**TRECHO DA PÁGINA:**
::::::
A alteração no público que demanda ajuda é observada também por organizações que atuam junto à população de rua. Juliana Silva, gestora de parcerias e relacionamento do Projeto Ruas, diz que o público se expandiu.

“Já havia o grupo em situação de rua que frequentava nossas ações aqui no Rio. Com a pandemia, vemos mais pessoas que até moram em casas, mas não conseguem manter a alimentação”, afirma.
Na noite de quinta-feira (16), o projeto organizou uma ação que doou marmitas e ofereceu serviços como corte de cabelo na região central da capital fluminense.

A Folha conversou com uma mulher de 71 anos que foi até o local. A idosa, que trabalhava como doméstica antes de se aposentar, vive atualmente em uma ocupação e prefere não ser identificada. Ela relata que as dificuldades ficaram maiores nos últimos tempos.

Com a carestia dos alimentos na pandemia, ela vem buscando auxílio de projetos sociais para fazer suas refeições. “Com uma aposentadoria simples, você tem de escolher entre comer, comprar remédios ou pagar aluguel”, diz.

Na visão de Juliana, além de ações emergenciais por parte do poder público no curto prazo, a melhora do quadro vai depender nos próximos anos de medidas de caráter estrutural. “A gente entende que é preciso buscar soluções definitivas. É preciso investir em áreas como moradia e educação.”

Na capital paulista, a prefeitura não sabe, hoje, quanto são os cidadãos vivendo na rua. Um censo que estava marcado para 2023 foi antecipado para 2021 devido aos impactos da pandemia. A previsão é divulgar os resultados no início de 2022.

Os dados mais recentes são de 2019, quando 24,3 mil pessoas viviam na rua. O número já indicava um aumento de 60% em relação a 2015.
Na cidade, o enfrentamento às consequências mais severas da pandemia, como o aumento da população de rua e de pessoas em vulnerabilidade –falta de segurança alimentar ou vítimas de violência doméstica, por exemplo,- estão divididas entre as subprefeituras e as secretarias de Assistência Social e de Direitos Humanos.

Muitas já existiam, como o serviço de abordagem e encaminhamento a centros de acolhida, onde há 24,8 mil vagas, e mais 54 Cras (Centros de Referência de Assistência Social), 30 Creas (Centros de Referência Especializado de Assistência Social) e seis Centro Pop (Centro de Referência Especializado para População em Situação de Rua).

As vagas nos NCI (Núcleos de Atendimento a Idosos) foram ampliadas emergencialmente, com 1.760 colocações a mais, segundo a Assistência Social.
::::::
**INSTRUÇÃO DA TAREFA 1:** Liste todas as siglas que aparecem na reportagem, cada uma com o nome por extenso que o texto dá a ela.
**INSTRUÇÃO DA TAREFA 2:** Transcreva da reportagem o trecho entre “Na visão de” e “relação a 2015.”, incluindo as duas pontas.
Os dados abaixo não têm nenhum papel aqui.

**Entradas salvas:**
::::::
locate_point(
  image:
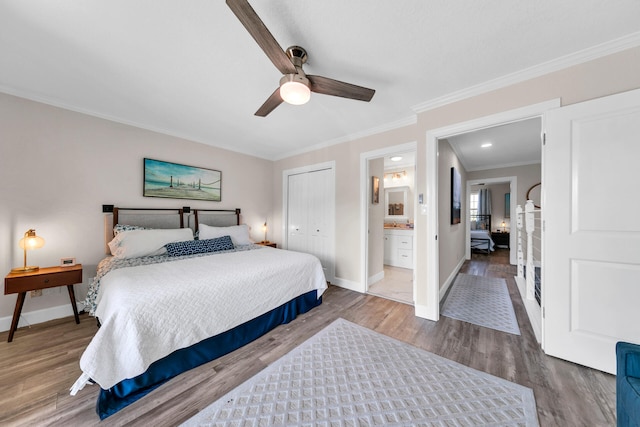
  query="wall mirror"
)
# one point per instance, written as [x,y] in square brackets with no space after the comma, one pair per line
[395,199]
[534,194]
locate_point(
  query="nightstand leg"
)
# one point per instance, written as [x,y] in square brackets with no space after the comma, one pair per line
[16,315]
[72,296]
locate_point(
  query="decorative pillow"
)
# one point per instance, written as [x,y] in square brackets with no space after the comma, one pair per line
[190,247]
[239,233]
[139,243]
[119,228]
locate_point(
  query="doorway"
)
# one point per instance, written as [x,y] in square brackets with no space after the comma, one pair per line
[435,229]
[388,210]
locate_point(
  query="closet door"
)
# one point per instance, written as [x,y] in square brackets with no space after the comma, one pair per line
[298,208]
[320,194]
[310,216]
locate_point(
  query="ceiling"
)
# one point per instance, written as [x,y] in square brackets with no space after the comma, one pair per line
::::::
**RESPOSTA 1:**
Cras (Centros de Referência de Assistência Social)
Creas (Centros de Referência Especializado de Assistência Social)
NCI (Núcleos de Atendimento a Idosos)

**RESPOSTA 2:**
Na visão de Juliana, além de ações emergenciais por parte do poder público no curto prazo, a melhora do quadro vai depender nos próximos anos de medidas de caráter estrutural. “A gente entende que é preciso buscar soluções definitivas. É preciso investir em áreas como moradia e educação.”

Na capital paulista, a prefeitura não sabe, hoje, quanto são os cidadãos vivendo na rua. Um censo que estava marcado para 2023 foi antecipado para 2021 devido aos impactos da pandemia. A previsão é divulgar os resultados no início de 2022.

Os dados mais recentes são de 2019, quando 24,3 mil pessoas viviam na rua. O número já indicava um aumento de 60% em relação a 2015.